▸ **Quoted text**:
--- begin ---
I second that. Also, TSD still practices a lot of the original O/J forms and TKD has scrapped those forms in favor of new forms.


----------



## paulH (May 10, 2008)

exile said:


> Right. And don't go by video clips, particularly when you're dealing with TKD, where most of the clips you'll see are from sparring matches under WTF Olympic-style rules which de facto _penalize_ you for using hand techs. It's like watching the Indy 500 and coming to the conclusion that cars, in general, cannot make right- or left-hand turns, never go into reverse, and have room for only the driver. That kind of distortion is a danger with any MA, but in one which has such an overwhelming sport-competitive side to it, the risk of getting the wrong impression from a vid clip is especially bad.


 
coming from a jkd background my reference point is always how useful is it in a fight...

from what you have said would i be right in thinking a tsd practitioner is likley to be a more rounded fighter than tkd as the tks practitioner is unlikley to practice their hand techniques as much as a tsd practitioner?

also is there much pad work?...

i have a friend visiting who does tsd and might do some training with them...


----------



## MBuzzy (May 10, 2008)

You will also hear Soo Bahk Do associated with Tang Soo Do.  Within the SBD organization, there have been forms created that are not of Japanese descent, they are actually more chinese influenced.  

TSD is pretty well balanced between foot and hand techniques.
--- end ---
▸ **Instruction**:
Answer these from the forum thread above:
1. What does the first post say TKD did with the original forms?
2. What martial art background does paulH say he has?
3. Per MBuzzy, what style influenced the forms created within the SBD organization?

▸ **Given records**:
--- begin ---
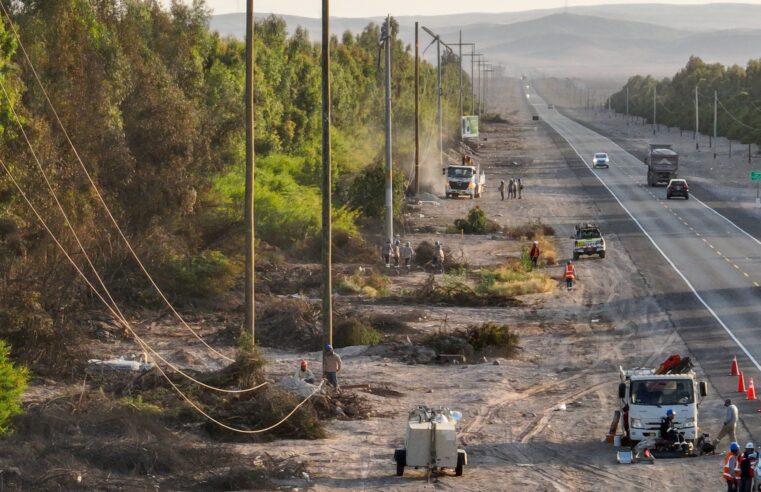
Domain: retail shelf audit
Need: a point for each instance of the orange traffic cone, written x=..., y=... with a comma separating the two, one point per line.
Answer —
x=734, y=371
x=751, y=391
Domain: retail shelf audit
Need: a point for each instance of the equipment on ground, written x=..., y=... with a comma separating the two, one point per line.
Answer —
x=646, y=395
x=466, y=179
x=588, y=240
x=431, y=441
x=662, y=164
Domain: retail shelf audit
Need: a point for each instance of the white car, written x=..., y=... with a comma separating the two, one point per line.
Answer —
x=601, y=159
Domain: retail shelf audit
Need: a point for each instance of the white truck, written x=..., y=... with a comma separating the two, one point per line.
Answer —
--- end ---
▸ **Exercise answer**:
1. TKD scrapped them in favor of new forms.
2. JKD.
3. Chinese.